* [Record excerpts]:

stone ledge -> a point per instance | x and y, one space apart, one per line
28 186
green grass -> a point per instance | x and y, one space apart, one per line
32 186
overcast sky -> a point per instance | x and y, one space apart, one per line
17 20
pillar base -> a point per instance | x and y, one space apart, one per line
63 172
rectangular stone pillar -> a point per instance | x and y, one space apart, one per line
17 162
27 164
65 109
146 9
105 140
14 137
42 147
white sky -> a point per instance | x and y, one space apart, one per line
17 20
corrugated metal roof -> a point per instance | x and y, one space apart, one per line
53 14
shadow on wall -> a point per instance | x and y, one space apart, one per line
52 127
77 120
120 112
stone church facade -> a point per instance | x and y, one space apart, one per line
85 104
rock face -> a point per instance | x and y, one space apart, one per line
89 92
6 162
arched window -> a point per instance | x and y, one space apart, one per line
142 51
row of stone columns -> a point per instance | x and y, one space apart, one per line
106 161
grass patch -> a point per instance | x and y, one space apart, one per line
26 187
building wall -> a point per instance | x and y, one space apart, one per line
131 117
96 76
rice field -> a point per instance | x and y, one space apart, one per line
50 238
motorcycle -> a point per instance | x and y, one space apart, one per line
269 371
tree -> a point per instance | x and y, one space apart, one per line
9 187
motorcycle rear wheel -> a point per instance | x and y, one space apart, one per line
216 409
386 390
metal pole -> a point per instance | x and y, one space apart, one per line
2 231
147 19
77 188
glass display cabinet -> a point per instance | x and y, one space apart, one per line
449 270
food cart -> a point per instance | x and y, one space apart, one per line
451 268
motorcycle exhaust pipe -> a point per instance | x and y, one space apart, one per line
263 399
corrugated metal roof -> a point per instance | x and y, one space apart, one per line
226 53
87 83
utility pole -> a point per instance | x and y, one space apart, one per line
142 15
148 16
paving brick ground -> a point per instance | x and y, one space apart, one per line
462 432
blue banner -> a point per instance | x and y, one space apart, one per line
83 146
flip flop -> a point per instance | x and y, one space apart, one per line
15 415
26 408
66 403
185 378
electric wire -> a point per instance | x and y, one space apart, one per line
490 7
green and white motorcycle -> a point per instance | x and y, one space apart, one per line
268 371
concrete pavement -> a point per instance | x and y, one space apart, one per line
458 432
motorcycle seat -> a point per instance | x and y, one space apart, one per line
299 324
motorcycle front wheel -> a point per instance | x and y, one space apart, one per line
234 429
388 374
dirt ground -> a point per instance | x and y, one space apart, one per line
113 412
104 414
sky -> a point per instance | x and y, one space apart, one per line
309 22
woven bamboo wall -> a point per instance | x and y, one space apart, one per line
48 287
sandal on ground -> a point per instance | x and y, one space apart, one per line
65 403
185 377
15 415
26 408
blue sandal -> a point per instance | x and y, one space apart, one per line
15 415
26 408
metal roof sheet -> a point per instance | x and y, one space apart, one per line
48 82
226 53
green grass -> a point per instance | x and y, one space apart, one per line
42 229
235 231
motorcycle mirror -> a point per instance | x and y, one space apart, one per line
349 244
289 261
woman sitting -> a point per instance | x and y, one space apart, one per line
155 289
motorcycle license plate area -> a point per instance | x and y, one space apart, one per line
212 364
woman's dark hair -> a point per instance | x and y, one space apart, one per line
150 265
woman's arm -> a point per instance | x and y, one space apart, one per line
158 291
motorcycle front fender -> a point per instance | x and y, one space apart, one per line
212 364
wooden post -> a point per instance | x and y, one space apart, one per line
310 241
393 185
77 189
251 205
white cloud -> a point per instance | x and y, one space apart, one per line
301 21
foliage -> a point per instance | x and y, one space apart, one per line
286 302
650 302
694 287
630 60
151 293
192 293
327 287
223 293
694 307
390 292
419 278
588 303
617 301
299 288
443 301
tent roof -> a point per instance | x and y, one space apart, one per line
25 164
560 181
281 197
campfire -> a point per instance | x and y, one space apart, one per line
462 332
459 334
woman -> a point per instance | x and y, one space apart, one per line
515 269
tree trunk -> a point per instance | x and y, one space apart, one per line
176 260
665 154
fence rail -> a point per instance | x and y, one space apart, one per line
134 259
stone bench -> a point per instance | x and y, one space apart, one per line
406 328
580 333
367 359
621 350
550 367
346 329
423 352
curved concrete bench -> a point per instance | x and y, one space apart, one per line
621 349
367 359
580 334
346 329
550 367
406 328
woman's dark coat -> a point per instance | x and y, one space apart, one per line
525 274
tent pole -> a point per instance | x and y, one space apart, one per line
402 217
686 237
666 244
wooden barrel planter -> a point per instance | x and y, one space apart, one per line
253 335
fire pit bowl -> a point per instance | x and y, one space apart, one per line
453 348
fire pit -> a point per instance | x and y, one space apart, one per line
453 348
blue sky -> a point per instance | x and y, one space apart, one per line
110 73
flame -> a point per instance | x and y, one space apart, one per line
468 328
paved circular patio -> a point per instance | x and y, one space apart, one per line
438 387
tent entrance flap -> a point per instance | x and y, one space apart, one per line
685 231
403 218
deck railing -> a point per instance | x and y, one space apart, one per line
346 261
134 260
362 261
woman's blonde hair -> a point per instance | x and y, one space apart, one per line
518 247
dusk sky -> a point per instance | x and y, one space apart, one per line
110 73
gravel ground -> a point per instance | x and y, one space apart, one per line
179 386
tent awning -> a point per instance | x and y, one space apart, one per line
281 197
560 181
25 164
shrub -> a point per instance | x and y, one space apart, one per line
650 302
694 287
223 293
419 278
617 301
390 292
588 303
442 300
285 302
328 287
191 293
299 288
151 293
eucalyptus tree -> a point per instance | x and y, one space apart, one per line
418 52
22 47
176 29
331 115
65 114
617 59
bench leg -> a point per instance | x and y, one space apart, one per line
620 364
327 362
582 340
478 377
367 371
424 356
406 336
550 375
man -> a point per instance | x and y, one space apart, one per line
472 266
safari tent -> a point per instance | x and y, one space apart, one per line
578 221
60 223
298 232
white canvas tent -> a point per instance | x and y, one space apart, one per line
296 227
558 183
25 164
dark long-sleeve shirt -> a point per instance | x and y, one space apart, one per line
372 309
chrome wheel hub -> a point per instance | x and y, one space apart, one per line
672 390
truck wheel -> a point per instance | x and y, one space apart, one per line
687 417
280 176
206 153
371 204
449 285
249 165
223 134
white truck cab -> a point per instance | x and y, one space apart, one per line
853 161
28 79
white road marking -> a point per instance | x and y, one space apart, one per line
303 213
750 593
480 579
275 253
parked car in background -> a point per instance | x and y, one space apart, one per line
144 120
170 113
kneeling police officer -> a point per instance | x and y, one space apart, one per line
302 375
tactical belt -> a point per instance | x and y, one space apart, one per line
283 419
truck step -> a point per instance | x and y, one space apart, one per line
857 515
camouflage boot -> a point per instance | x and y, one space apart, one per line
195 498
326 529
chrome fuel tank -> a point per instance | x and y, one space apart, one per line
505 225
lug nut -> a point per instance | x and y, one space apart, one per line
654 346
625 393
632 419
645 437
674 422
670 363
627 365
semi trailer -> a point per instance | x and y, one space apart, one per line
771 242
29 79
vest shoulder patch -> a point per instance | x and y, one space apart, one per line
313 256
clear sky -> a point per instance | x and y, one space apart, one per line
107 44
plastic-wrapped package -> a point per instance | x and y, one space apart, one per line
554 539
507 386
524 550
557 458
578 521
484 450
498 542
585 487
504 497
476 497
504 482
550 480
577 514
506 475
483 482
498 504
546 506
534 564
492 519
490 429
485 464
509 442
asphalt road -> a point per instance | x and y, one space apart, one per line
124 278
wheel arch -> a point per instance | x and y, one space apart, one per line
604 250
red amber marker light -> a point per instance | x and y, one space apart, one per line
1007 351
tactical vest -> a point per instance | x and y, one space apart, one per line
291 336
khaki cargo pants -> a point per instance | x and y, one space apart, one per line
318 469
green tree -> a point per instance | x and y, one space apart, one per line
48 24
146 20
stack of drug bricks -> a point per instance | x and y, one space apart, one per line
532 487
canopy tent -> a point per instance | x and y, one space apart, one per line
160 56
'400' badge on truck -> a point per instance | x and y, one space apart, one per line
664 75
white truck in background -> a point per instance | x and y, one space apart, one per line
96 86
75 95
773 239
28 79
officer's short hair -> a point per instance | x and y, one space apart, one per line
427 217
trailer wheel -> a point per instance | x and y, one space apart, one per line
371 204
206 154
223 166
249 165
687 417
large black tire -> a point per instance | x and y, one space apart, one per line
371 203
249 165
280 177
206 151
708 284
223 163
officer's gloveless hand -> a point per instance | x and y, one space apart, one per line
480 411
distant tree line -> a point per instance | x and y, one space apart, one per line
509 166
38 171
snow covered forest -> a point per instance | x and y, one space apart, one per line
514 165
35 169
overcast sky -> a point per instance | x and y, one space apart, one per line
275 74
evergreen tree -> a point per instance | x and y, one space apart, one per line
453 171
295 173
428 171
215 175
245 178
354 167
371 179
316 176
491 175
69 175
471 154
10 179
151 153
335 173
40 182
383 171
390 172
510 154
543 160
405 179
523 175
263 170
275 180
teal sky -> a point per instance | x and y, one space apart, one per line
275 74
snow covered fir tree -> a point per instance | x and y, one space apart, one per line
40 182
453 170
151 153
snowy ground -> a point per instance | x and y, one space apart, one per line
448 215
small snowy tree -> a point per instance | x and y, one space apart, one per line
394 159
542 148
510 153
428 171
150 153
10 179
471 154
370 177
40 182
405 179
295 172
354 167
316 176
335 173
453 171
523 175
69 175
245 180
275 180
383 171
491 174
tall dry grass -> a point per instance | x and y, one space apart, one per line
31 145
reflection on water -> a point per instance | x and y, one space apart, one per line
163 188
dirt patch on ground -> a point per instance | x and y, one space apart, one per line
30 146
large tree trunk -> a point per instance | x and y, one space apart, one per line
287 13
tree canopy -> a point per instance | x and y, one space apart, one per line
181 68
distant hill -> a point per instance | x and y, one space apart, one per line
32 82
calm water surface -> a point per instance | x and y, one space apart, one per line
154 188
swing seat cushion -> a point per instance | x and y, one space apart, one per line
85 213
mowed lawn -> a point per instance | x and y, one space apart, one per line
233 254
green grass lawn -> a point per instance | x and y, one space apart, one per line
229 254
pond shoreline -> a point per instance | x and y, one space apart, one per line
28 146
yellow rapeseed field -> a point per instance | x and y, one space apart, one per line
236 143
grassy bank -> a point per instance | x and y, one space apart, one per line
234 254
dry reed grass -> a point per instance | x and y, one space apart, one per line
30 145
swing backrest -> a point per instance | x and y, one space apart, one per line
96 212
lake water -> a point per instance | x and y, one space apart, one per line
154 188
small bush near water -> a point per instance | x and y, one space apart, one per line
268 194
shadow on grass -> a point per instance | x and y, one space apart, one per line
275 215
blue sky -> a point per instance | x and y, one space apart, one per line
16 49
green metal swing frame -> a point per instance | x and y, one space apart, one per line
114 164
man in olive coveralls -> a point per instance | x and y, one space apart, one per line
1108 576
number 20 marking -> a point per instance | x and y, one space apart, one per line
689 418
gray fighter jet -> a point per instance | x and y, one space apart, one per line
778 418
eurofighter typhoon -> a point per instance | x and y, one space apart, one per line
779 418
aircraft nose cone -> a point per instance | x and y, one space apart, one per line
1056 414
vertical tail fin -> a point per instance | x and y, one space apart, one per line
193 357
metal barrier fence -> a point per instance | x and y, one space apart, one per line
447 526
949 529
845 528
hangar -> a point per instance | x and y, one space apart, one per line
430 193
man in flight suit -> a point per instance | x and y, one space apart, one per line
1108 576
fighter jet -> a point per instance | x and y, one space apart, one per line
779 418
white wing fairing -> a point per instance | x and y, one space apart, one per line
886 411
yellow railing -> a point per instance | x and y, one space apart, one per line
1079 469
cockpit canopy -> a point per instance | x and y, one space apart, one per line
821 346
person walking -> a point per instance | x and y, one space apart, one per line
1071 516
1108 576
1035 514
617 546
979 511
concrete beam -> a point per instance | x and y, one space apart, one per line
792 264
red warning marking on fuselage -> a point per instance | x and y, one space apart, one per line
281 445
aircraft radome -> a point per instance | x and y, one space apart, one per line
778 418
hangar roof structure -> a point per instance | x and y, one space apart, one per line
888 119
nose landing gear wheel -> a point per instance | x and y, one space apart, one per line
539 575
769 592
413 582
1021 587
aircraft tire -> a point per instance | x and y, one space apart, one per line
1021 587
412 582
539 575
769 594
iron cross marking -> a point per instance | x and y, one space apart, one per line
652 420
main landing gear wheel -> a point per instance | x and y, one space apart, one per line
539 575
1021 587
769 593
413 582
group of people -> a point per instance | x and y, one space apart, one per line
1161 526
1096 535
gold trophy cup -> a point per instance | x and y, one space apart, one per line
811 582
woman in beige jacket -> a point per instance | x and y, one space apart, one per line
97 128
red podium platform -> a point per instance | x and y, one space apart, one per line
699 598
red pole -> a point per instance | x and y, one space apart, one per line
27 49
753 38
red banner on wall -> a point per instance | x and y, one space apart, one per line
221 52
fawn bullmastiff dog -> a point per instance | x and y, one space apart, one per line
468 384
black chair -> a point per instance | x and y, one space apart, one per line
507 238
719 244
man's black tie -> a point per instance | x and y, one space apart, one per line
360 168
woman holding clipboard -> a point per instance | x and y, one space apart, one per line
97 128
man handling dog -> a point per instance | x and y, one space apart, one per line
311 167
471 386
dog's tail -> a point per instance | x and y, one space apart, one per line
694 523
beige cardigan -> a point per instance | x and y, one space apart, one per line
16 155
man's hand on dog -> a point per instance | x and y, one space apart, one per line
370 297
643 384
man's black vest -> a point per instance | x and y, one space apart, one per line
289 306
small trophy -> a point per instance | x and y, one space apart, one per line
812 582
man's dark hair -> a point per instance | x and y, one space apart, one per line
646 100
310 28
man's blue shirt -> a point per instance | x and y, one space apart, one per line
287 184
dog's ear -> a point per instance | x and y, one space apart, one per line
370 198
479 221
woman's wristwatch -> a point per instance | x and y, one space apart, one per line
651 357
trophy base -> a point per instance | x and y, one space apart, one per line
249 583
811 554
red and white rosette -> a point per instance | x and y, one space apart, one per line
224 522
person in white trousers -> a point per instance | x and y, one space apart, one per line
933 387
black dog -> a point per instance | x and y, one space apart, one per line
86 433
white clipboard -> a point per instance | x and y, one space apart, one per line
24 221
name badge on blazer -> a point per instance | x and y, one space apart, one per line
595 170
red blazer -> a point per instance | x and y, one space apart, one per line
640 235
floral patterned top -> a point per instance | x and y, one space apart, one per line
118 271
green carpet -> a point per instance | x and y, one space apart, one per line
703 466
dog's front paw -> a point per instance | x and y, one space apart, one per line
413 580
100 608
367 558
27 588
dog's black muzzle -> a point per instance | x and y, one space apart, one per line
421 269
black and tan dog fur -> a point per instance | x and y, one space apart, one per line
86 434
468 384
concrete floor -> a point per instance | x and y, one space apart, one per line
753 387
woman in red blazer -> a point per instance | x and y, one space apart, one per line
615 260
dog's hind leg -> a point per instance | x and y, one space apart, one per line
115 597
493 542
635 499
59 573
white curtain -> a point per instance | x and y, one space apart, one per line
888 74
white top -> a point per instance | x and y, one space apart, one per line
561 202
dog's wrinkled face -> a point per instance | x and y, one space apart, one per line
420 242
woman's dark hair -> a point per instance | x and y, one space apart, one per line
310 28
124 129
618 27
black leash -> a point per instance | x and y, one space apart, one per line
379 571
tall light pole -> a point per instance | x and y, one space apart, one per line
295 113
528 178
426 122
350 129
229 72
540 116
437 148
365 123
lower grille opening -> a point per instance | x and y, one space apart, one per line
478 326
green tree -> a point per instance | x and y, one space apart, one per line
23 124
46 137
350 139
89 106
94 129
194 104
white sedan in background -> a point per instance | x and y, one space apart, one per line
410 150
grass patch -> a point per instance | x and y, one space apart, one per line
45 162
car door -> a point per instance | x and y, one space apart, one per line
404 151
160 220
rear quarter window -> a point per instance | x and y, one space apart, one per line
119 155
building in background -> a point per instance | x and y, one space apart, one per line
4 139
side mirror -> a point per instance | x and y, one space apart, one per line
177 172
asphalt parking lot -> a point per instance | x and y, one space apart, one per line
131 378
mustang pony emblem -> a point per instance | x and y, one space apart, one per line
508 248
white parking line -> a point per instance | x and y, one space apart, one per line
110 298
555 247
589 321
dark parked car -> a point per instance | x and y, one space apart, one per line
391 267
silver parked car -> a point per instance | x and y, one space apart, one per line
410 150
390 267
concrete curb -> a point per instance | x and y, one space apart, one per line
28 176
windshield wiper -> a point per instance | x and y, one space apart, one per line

* [Goal of the exercise]:
Your output should consist only of the lines from the one containing "side mirror ->" to the end of the records above, each retyped exactly.

* [Exercise result]:
side mirror -> a point per instance | x and y, one space apart, one per line
177 172
asphalt parking lot -> a point per instance | x and y, one space apart, one per line
131 378
mustang pony emblem -> a point per instance | x and y, one space apart, one per line
508 248
white parking line -> a point per instance | x and y, one space apart, one per line
110 298
555 247
589 321
dark parked car -> a point per instance | x and y, one space apart, one per line
391 267
silver parked car -> a point per instance | x and y, one space apart, one per line
410 150
390 267
concrete curb -> a point per instance | x and y, one space apart, one per line
28 176
windshield wiper -> a point per instance | x and y, one space apart, one per line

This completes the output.